──────── Information provided

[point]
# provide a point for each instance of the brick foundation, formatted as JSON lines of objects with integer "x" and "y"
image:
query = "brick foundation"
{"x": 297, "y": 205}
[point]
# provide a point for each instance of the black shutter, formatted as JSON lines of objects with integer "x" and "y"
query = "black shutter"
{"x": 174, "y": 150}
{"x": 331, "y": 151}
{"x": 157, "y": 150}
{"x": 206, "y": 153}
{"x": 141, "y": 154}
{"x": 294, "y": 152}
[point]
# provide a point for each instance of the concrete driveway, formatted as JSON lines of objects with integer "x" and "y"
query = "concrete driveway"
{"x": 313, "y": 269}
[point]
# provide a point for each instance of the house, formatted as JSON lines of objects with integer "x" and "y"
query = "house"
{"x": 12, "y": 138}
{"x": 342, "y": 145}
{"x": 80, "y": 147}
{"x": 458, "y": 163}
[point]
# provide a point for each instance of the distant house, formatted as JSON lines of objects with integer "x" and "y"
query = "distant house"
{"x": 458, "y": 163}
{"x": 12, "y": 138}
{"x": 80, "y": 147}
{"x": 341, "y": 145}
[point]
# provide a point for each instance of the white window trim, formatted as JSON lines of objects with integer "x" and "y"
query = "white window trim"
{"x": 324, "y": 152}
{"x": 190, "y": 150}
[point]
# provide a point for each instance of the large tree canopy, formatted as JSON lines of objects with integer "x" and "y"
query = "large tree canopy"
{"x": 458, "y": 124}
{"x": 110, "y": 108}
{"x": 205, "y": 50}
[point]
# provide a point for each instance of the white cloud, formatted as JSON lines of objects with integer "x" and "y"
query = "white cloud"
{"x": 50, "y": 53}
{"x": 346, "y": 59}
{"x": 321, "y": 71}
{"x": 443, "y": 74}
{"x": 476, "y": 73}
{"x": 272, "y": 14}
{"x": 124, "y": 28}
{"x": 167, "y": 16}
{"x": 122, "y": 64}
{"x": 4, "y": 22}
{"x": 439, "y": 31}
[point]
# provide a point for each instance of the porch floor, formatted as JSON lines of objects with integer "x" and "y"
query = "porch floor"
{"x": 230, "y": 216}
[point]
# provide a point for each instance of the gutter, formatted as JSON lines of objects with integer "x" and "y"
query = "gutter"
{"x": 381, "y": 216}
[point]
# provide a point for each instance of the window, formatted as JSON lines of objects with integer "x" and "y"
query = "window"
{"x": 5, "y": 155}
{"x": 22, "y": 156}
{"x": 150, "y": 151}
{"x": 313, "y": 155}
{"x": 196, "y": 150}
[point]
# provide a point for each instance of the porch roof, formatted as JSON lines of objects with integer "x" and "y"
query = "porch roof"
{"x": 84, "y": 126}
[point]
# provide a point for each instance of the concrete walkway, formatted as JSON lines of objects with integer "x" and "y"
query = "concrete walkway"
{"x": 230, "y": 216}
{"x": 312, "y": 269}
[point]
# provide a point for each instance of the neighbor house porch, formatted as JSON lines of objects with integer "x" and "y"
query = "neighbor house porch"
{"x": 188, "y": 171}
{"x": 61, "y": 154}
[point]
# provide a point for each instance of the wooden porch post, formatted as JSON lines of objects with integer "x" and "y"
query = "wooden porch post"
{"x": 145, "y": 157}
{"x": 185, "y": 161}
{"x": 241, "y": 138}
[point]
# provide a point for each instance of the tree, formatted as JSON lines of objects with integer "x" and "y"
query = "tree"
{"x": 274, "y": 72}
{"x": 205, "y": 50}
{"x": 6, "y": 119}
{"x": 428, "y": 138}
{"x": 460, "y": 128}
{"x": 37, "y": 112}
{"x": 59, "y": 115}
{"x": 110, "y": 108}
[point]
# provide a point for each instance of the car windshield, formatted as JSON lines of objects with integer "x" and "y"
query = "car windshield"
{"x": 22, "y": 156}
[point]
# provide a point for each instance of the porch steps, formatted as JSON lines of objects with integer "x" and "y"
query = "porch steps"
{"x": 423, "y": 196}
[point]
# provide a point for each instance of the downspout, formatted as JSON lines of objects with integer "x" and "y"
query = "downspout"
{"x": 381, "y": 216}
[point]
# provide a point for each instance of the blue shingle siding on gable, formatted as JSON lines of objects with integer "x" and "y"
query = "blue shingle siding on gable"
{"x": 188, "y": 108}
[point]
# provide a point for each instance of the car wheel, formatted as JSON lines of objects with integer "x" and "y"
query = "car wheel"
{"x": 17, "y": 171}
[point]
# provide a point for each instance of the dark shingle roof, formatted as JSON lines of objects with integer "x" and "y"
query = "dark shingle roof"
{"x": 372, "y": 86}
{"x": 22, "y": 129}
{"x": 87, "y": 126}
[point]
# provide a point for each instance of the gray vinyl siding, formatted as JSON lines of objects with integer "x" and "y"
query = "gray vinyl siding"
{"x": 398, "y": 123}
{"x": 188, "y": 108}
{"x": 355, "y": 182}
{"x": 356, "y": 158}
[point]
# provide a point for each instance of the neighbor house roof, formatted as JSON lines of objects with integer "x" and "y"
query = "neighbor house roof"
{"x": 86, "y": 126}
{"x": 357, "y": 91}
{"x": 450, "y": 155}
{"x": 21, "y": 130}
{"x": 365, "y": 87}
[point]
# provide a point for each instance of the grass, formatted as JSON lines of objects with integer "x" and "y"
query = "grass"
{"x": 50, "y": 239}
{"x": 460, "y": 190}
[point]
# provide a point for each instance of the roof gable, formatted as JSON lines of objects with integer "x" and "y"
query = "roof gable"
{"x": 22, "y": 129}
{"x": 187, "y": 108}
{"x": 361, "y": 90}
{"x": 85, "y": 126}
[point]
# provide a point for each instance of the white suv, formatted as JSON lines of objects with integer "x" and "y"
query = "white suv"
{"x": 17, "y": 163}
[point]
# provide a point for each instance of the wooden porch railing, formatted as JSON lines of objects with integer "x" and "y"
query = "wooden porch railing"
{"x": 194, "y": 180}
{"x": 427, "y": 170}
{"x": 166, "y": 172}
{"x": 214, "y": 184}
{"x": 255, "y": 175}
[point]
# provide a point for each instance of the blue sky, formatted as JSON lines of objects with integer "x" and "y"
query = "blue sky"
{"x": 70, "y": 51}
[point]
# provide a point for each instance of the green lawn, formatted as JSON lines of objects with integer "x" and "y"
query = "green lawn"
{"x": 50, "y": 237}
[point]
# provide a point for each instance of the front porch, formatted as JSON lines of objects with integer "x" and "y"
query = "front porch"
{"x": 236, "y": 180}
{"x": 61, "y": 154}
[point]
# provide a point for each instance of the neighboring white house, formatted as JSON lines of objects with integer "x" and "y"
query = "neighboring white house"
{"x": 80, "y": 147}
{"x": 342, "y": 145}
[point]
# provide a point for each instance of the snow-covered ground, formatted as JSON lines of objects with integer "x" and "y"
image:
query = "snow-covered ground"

────────────────

◆ Assignment
A single number is expected: the count of lines in the preceding entries that contain "covered".

◆ Task result
2